High VRAM usage with Blocks to swap on ROCM #1776

csf3o · 2024-11-11T15:04:53Z

Hey, I was testing out flux dreambooth on my 16GB VRAM AMD GPU with blocks to swap = 36, CPU Checkpoint offloading, and Memory Efficient Save.

I see in #1764 a value of 36 on nvidia should enable ~6GB of VRAM usage, instead what I see is ~5.4GB usage when caching latents, then it drops with a long pause of loading state dicts (at ~300MB) while it loads into RAM.

It then starts rising slowly to ~9.6GB, before it reaches

2024-11-11 23:36:18 INFO     Loaded Flux: <All keys matched successfully>      flux_utils.py:137
FLUX: Gradient checkpointing enabled. CPU offload: True
2024-11-11 23:36:19 INFO     enable block swap: blocks_to_swap=36              flux_train.py:295
number of trainable parameters: 11901408320
prepare optimizer, data loader etc.

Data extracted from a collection
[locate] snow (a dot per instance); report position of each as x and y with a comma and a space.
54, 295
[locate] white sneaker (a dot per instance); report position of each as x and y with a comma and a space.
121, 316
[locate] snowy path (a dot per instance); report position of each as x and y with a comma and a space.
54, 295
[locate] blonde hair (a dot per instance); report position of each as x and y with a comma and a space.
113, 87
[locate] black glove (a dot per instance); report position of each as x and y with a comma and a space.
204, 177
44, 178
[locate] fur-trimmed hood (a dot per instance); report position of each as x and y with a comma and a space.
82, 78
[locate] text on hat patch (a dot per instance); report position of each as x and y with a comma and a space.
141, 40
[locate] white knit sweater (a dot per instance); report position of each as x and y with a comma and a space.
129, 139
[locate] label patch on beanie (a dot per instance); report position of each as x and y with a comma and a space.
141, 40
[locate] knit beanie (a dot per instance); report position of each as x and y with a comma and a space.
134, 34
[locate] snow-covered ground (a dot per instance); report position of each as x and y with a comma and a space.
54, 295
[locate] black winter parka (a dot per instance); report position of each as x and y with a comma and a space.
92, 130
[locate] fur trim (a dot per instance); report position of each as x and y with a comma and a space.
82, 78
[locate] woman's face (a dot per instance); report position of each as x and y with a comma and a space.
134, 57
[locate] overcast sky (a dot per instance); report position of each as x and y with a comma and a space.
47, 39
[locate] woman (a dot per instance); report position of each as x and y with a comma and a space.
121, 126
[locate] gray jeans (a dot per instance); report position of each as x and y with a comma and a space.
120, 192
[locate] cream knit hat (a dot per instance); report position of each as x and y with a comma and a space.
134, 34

## THINGS TO DO
**1)** Answer these questions about the VRAM thread:
(a) How much VRAM does the poster's AMD GPU have?
(b) What VRAM usage does the poster see when caching latents?
(c) What number of trainable parameters does the log report?
**2)** In the VRAM thread, could you give the passage from "csf3o · 2024-11-11T15:04:53Z" to "data loader etc." again, switching "latents" to "text encoder outputs"?
**3)** In the VRAM thread, why did the poster expect about 6GB of VRAM usage?

## THE SOLUTIONS
**1)**
(a) 16GB
(b) About 5.4GB
(c) 11901408320

**2)**
csf3o · 2024-11-11T15:04:53Z

Hey, I was testing out flux dreambooth on my 16GB VRAM AMD GPU with blocks to swap = 36, CPU Checkpoint offloading, and Memory Efficient Save.

I see in #1764 a value of 36 on nvidia should enable ~6GB of VRAM usage, instead what I see is ~5.4GB usage when caching text encoder outputs, then it drops with a long pause of loading state dicts (at ~300MB) while it loads into RAM.

It then starts rising slowly to ~9.6GB, before it reaches

2024-11-11 23:36:18 INFO     Loaded Flux: <All keys matched successfully>      flux_utils.py:137
FLUX: Gradient checkpointing enabled. CPU offload: True
2024-11-11 23:36:19 INFO     enable block swap: blocks_to_swap=36              flux_train.py:295
number of trainable parameters: 11901408320
prepare optimizer, data loader etc.

**3)** The poster saw in #1764 that a blocks-to-swap value of 36 on nvidia should enable about 6GB of VRAM usage.